Provided text »
::::
10. Construction. THIS NOTE SHALL BE CONSTRUED AND ENFORCED IN ACCORDANCE WITH THE LAWS OF THE COMMONWEALTH OF MASSACHUSETTS, WITHOUT REGARD TO CONFLICT OF LAW PROVISIONS THEREOF.

11. Severability. Any provision contained in this Note which is prohibited or unenforceable in any jurisdiction shall, as to such jurisdiction, be ineffective to the extent of such prohibition or unenforceability without invalidating the remaining provisions hereof, and any such prohibition or unenforceability in any jurisdiction shall not invalidate or render unenforceable such provision in any other jurisdiction.

12. Trust Waiver. Notwithstanding anything herein to the contrary, Payee hereby waives any and all right, title, interest or claim of any kind (“Claim”) in or to any distribution of the trust account in which the proceeds of the IPO conducted by Maker (including the deferred underwriters discounts and commissions) and the proceeds of the sale of the warrants issued in a private placement that occurred prior to the effectiveness of the IPO, as described in greater detail in the registration statement and prospectus filed with the SEC in connection with the IPO, were deposited, and hereby agrees not to seek recourse, reimbursement, payment or satisfaction for any Claim against the trust account for any reason whatsoever.
::::
What the task requires » Please transcribe the part of the note excerpt that opens with the words containing "10. Construction. THIS" and closes with "any other jurisdiction.". Work only from the note excerpt.
::::
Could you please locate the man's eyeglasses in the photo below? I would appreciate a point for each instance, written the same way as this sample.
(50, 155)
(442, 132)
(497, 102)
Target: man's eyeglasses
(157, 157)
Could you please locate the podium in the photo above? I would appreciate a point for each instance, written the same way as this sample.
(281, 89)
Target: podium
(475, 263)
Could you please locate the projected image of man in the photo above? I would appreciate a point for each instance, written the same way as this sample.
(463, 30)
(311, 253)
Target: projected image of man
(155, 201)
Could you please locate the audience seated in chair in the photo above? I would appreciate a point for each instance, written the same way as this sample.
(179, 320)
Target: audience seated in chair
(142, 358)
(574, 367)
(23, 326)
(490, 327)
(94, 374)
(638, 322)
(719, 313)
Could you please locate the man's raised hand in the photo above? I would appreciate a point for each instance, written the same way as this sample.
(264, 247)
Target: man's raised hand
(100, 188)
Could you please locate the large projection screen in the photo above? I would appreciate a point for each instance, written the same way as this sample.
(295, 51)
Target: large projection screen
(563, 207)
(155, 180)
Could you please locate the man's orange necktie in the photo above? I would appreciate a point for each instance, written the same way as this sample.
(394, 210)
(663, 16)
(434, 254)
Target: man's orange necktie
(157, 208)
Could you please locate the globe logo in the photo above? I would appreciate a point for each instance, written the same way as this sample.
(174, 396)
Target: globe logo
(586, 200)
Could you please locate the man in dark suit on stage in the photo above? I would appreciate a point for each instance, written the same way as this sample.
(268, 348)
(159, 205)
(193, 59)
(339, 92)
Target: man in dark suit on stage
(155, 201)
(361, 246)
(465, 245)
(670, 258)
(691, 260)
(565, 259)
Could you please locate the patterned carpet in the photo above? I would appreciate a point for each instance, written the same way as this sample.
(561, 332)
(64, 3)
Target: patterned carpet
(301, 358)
::::
Task response »
10. Construction. THIS NOTE SHALL BE CONSTRUED AND ENFORCED IN ACCORDANCE WITH THE LAWS OF THE COMMONWEALTH OF MASSACHUSETTS, WITHOUT REGARD TO CONFLICT OF LAW PROVISIONS THEREOF.

11. Severability. Any provision contained in this Note which is prohibited or unenforceable in any jurisdiction shall, as to such jurisdiction, be ineffective to the extent of such prohibition or unenforceability without invalidating the remaining provisions hereof, and any such prohibition or unenforceability in any jurisdiction shall not invalidate or render unenforceable such provision in any other jurisdiction.